Given information:
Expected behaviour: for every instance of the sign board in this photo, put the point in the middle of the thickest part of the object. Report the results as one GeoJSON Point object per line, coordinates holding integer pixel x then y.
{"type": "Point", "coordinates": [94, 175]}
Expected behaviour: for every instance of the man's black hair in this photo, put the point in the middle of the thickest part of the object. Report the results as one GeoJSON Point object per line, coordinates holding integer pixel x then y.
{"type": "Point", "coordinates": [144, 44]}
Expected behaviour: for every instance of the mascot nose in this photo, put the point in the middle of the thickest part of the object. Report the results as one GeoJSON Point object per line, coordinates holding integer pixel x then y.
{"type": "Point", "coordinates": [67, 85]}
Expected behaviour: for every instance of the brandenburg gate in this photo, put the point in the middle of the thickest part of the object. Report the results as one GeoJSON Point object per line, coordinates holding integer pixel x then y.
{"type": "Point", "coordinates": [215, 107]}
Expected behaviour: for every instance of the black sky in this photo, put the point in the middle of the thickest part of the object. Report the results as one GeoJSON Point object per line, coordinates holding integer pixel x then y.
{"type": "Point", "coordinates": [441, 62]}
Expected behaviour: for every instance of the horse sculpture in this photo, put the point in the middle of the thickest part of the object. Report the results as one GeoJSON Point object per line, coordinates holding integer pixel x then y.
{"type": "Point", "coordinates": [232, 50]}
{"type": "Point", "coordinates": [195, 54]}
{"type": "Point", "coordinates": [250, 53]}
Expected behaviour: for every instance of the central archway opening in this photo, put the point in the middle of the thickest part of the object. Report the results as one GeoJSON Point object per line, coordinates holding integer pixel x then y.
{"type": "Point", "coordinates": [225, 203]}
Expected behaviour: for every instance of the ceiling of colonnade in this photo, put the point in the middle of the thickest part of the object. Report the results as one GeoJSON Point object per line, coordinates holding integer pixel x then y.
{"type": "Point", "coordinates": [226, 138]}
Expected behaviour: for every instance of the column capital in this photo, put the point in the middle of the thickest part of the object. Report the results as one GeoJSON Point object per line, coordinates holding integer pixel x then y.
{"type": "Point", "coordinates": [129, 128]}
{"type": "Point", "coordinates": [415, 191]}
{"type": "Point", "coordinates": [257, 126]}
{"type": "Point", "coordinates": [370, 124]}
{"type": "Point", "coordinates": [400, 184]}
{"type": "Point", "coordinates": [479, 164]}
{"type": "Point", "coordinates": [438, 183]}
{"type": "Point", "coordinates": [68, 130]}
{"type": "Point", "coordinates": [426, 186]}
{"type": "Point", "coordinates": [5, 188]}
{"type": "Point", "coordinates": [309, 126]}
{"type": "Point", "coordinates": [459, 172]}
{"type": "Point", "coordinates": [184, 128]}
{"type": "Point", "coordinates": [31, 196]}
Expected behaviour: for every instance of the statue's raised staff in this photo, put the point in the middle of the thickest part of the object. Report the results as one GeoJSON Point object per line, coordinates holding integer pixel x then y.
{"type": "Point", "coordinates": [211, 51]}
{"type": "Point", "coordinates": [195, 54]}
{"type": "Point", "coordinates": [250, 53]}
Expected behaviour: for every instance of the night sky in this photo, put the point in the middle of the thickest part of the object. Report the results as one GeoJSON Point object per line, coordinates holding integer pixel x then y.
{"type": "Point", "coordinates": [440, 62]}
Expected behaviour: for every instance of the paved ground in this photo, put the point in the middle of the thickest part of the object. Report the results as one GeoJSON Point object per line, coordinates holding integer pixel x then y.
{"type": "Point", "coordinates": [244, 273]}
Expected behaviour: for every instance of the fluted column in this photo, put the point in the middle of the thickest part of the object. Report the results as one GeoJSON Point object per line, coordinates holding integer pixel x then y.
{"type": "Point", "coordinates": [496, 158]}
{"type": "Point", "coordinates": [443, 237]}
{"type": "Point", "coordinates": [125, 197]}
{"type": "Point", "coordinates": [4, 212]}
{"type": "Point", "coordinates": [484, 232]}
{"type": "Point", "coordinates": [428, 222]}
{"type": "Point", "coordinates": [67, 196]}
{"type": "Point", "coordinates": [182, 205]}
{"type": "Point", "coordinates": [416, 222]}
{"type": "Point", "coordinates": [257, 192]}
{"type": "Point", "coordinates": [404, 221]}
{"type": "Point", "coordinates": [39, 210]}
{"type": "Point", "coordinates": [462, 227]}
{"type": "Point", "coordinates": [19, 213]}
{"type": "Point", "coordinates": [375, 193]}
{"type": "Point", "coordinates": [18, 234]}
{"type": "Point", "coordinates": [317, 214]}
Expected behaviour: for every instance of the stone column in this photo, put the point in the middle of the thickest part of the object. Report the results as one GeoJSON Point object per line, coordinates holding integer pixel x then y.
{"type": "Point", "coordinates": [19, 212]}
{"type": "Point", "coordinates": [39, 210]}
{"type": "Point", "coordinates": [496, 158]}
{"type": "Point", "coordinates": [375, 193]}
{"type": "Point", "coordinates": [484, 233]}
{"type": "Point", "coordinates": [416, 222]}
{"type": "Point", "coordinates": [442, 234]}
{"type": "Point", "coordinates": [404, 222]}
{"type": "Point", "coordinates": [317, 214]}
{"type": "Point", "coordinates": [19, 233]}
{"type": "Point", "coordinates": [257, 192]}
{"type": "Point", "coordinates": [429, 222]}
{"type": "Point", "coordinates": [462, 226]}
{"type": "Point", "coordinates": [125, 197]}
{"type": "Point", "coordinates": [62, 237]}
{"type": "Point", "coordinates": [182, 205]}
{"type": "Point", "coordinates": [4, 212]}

The exercise: Make a verbatim copy of every entry shown above.

Correct response:
Expected behaviour: for every instance of the sign board in this photo, put the point in the middle of the thickest part of the object. Report the results as one GeoJSON Point object per line, coordinates holding integer pixel x then y.
{"type": "Point", "coordinates": [94, 175]}
Expected behaviour: for every instance of the man's black hair in this photo, put the point in the middle of the thickest part of the object. Report the results as one GeoJSON Point object per line, coordinates holding integer pixel x then y.
{"type": "Point", "coordinates": [144, 44]}
Expected behaviour: for every instance of the mascot nose in this photo, put the point in the middle of the thickest part of the object. Report the results as one GeoJSON Point object per line, coordinates holding integer pixel x then y.
{"type": "Point", "coordinates": [67, 85]}
Expected behaviour: for every instance of the brandenburg gate in this photo, put the point in the middle of the thickest part of the object. Report the results as one GeoJSON Point object per line, coordinates holding integer pixel x then y.
{"type": "Point", "coordinates": [215, 107]}
Expected behaviour: for every instance of the black sky in this photo, put the point in the middle of the thickest part of the object. Report the results as one GeoJSON Point object per line, coordinates holding integer pixel x then y.
{"type": "Point", "coordinates": [441, 62]}
Expected behaviour: for every instance of the horse sculpture in this photo, put the point in the middle of the thickest part of the object. Report the results as one GeoJSON Point object per line, coordinates holding integer pixel x then y.
{"type": "Point", "coordinates": [232, 50]}
{"type": "Point", "coordinates": [195, 54]}
{"type": "Point", "coordinates": [250, 53]}
Expected behaviour: for every instance of the central archway opening in this photo, put the point in the middle of the thickest part of the object. Report the results as one GeoJSON Point object per line, coordinates holding integer pixel x then y.
{"type": "Point", "coordinates": [225, 203]}
Expected behaviour: for every instance of the ceiling of colonnade in this photo, put the point in the middle of the thickest part of the object. Report the results as one GeoJSON Point object per line, coordinates holding integer pixel x then y.
{"type": "Point", "coordinates": [226, 138]}
Expected behaviour: for every instance of the column capital in this photo, put the point in the middle of the thickest part of the object. Report the results as one GeoJSON Point object per line, coordinates holding integer pixel x then y.
{"type": "Point", "coordinates": [129, 128]}
{"type": "Point", "coordinates": [415, 191]}
{"type": "Point", "coordinates": [257, 126]}
{"type": "Point", "coordinates": [370, 124]}
{"type": "Point", "coordinates": [400, 184]}
{"type": "Point", "coordinates": [479, 164]}
{"type": "Point", "coordinates": [438, 183]}
{"type": "Point", "coordinates": [68, 130]}
{"type": "Point", "coordinates": [426, 186]}
{"type": "Point", "coordinates": [5, 188]}
{"type": "Point", "coordinates": [309, 126]}
{"type": "Point", "coordinates": [459, 172]}
{"type": "Point", "coordinates": [184, 128]}
{"type": "Point", "coordinates": [31, 196]}
Expected behaviour: for every instance of the statue's raised staff in this photo, put the point in the middle of the thickest part of the object. Report the results as one GeoJSON Point object per line, coordinates holding integer pixel x then y.
{"type": "Point", "coordinates": [211, 51]}
{"type": "Point", "coordinates": [195, 54]}
{"type": "Point", "coordinates": [250, 53]}
Expected behaviour: for every instance of the night sky in this photo, put the point in the middle of the thickest part of the object. Report the results as one GeoJSON Point object per line, coordinates holding integer pixel x then y.
{"type": "Point", "coordinates": [440, 62]}
Expected behaviour: for every instance of the paved ground in this photo, put the point in the middle of the thickest part of the object. Report the results as one GeoJSON Point object per line, coordinates holding integer pixel x then y.
{"type": "Point", "coordinates": [244, 273]}
Expected behaviour: for every instance of the fluted column in this photo, put the point in the middle of the thickest part of the object. Report the results as one GeoJSON Point object per line, coordinates holding integer pixel x then y.
{"type": "Point", "coordinates": [496, 158]}
{"type": "Point", "coordinates": [443, 237]}
{"type": "Point", "coordinates": [125, 197]}
{"type": "Point", "coordinates": [4, 212]}
{"type": "Point", "coordinates": [484, 232]}
{"type": "Point", "coordinates": [428, 222]}
{"type": "Point", "coordinates": [67, 196]}
{"type": "Point", "coordinates": [182, 205]}
{"type": "Point", "coordinates": [416, 222]}
{"type": "Point", "coordinates": [257, 192]}
{"type": "Point", "coordinates": [404, 221]}
{"type": "Point", "coordinates": [39, 210]}
{"type": "Point", "coordinates": [462, 227]}
{"type": "Point", "coordinates": [19, 213]}
{"type": "Point", "coordinates": [375, 193]}
{"type": "Point", "coordinates": [18, 234]}
{"type": "Point", "coordinates": [317, 214]}
Expected behaviour: for every instance of the stone column in this photo, put the point in the middle of the thickest part of the object. Report the results as one GeoJSON Point object per line, coordinates holding integer pixel x then y.
{"type": "Point", "coordinates": [19, 212]}
{"type": "Point", "coordinates": [39, 210]}
{"type": "Point", "coordinates": [496, 158]}
{"type": "Point", "coordinates": [375, 193]}
{"type": "Point", "coordinates": [484, 233]}
{"type": "Point", "coordinates": [416, 222]}
{"type": "Point", "coordinates": [442, 234]}
{"type": "Point", "coordinates": [404, 222]}
{"type": "Point", "coordinates": [317, 214]}
{"type": "Point", "coordinates": [19, 233]}
{"type": "Point", "coordinates": [257, 192]}
{"type": "Point", "coordinates": [429, 222]}
{"type": "Point", "coordinates": [462, 226]}
{"type": "Point", "coordinates": [125, 197]}
{"type": "Point", "coordinates": [62, 237]}
{"type": "Point", "coordinates": [182, 205]}
{"type": "Point", "coordinates": [4, 212]}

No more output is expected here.